• [Compiti da svolgere]
(1) Estragga dall'articolo su Vibram Furoshiki il passo che va da "Collater.al ha incontrato" fino a "progetto Vibram Furoshiki?".
(2) Indichi se ciascuna delle seguenti affermazioni concorda con l'articolo su Vibram Furoshiki, rispondendo sì o no e citando alla lettera le parole decisive: (a) Masaya Hashimoto ha seguito il progetto fin dalle sue origini; (b) per ogni modello di suola si impiega di solito un solo stampo; (c) il prototipo vincente era fatto di cuoio e legno.
(3) Prosegua l'intervista su Vibram Furoshiki a partire dall'ultima frase riportata.

• [Testo estratto]
┄┄┄┄┄┄┄┄┄┄┄┄┄┄┄┄┄┄┄┄

Trasformare un sogno in un Compasso d’Oro, la storia di Vibram Furoshiki

Trasformare un sogno in un Compasso d’Oro, la storia di Vibram Furoshiki

Tommaso Berra · 5 mesi fa · Design

Il Compasso d’Oro è forse il maggior riconoscimento internazionale per i progetti di design industriale, Vibram è riuscita a vincerlo con la sua Furoshiki, trasformando un sogno in uno dei progetti più rilevanti nella storia dell’innovazione tecnologica e del design.
Collater.al ha incontrato Masaya Hashimoto, il designer che ha partecipato allo sviluppo del progetto dalle sue origini, ascoltando una storia che racconta molto del design e del suo ruolo culturale e sociale; partendo dalle tradizioni del Giappone per creare una wrapping sole, un concetto innovativo che può condurre a un nuovo comportamento, a un nuovo modo di intendere le scarpe.

Come è nato il progetto Vibram Furoshiki?
Nel 2011 lavoravo nello studio di design di Isao Hosoe, che in quel momento stava collaborando con Vibram su un concept innovativi intorno al futuro della suola, una delle idee era quella di ridurre la quantità di stampi per ogni suola. Solitamente per ogni modello ci sono 10/12 stampi a seconda della numerata di suole, un obiettivo dell’azienda era quello di ottimizzare tempi e costi di produzione, creando così un nuovo prodotto più sostenibile sotto vari aspetti. Con il team R&D di Vibram abbiamo iniziato quindi a pensare a come integrare più numeri in un singolo stampo, una ricerca complessa perché la tomaia solitamente non si adatta a diversi numeri. Il prototipo che si è rivelato vincente è stato realizzato con gomma liquida, una lastra trasparente e del tessuto, dall’intuizione di avvolgere il piede in una suola accoppiata al tessuto. Appena calzato, abbiamo capito subito che funzionava.

┄┄┄┄┄┄┄┄┄┄┄┄┄┄┄┄┄┄┄┄

• [Dati forniti]
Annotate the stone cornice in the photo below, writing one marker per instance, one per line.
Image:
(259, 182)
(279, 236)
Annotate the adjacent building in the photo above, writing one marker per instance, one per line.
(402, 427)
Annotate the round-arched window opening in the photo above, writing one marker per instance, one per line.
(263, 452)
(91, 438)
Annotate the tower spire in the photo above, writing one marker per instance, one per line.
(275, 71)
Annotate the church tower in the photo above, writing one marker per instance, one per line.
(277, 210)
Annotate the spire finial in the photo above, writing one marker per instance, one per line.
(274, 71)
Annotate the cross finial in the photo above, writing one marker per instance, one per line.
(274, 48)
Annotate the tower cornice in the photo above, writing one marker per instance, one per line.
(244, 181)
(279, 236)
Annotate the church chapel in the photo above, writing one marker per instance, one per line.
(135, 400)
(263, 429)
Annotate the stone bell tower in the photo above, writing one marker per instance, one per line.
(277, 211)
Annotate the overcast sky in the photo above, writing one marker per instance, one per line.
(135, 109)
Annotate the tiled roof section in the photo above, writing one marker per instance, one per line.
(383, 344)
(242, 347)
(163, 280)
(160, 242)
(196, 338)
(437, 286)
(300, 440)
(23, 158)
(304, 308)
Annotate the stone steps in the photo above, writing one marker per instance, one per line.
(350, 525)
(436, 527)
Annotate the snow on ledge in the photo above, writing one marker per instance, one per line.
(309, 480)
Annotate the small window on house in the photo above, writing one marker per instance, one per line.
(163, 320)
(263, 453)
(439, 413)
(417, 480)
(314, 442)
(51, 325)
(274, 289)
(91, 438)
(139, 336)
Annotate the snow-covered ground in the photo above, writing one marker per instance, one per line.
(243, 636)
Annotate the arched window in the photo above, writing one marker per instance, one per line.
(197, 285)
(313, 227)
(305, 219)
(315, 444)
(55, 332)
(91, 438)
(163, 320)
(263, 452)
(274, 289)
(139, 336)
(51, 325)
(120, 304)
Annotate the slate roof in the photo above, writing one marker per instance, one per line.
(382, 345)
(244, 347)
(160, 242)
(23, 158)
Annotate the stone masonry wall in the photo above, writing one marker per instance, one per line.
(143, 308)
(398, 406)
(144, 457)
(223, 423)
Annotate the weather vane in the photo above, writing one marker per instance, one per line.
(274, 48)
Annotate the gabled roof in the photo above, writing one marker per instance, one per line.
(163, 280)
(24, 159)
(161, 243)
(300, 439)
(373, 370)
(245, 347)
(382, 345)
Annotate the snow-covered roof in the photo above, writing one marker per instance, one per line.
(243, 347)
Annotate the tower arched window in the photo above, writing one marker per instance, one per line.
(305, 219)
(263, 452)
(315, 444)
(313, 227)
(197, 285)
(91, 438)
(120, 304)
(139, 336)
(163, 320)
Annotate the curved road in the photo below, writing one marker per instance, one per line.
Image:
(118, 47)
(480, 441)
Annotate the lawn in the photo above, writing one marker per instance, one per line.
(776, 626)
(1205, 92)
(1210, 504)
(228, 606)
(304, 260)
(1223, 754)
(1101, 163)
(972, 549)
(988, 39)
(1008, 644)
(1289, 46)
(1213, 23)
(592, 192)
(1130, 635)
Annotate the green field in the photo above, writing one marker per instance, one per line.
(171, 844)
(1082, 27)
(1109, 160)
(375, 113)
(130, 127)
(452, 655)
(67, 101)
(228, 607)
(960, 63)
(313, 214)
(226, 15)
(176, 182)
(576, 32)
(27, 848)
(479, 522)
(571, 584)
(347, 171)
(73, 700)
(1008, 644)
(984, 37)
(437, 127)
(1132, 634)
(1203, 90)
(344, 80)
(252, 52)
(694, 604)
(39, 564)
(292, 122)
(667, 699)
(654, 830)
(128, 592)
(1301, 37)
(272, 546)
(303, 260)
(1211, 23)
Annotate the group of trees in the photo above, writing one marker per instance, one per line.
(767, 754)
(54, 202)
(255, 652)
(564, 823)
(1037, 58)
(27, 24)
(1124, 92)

┄┄┄┄┄┄┄┄┄┄┄┄┄┄┄┄┄┄┄┄

• [Risposte per compito]
(1)
Collater.al ha incontrato Masaya Hashimoto, il designer che ha partecipato allo sviluppo del progetto dalle sue origini, ascoltando una storia che racconta molto del design e del suo ruolo culturale e sociale; partendo dalle tradizioni del Giappone per creare una wrapping sole, un concetto innovativo che può condurre a un nuovo comportamento, a un nuovo modo di intendere le scarpe.

Come è nato il progetto Vibram Furoshiki?

(2)
(a) Sì: "il designer che ha partecipato allo sviluppo del progetto dalle sue origini".
(b) No: "Solitamente per ogni modello ci sono 10/12 stampi a seconda della numerata di suole".
(c) No: "Il prototipo che si è rivelato vincente è stato realizzato con gomma liquida, una lastra trasparente e del tessuto".

(3)
Masaya | Collater.al

Com’è stato lavorare ai dettagli più tecnici del progetto, riuscire a creare una scarpa bella e resistente inseguendo però un approccio essenziale negli elementi? C’è qualcosa in particolare che ha ispirato il design di Vibram Furoshiki?
Io lavoro con la metodologia italiana del filone di Gio Ponti o Alberto Rosselli, il mio maestro però è Isao Hosoe, la cultura di furoshiki è connessa a quella giapponese. La forma nasce da un telo porta oggetti, che storicamente serve a contenere un regalo che si porta in dono a qualcuno. Furoshiki è un modo per proteggere e svelare un prodotto con sorpresa. Ogni furoshiki è legato al contenuto e alla stagione, sono personalizzati in base all’occasione o all’abbigliamento, un concetto simile a quello che ci fa scegliere le scarpe in base all’umore, ognuno indossa quelle che lo rappresenta al meglio.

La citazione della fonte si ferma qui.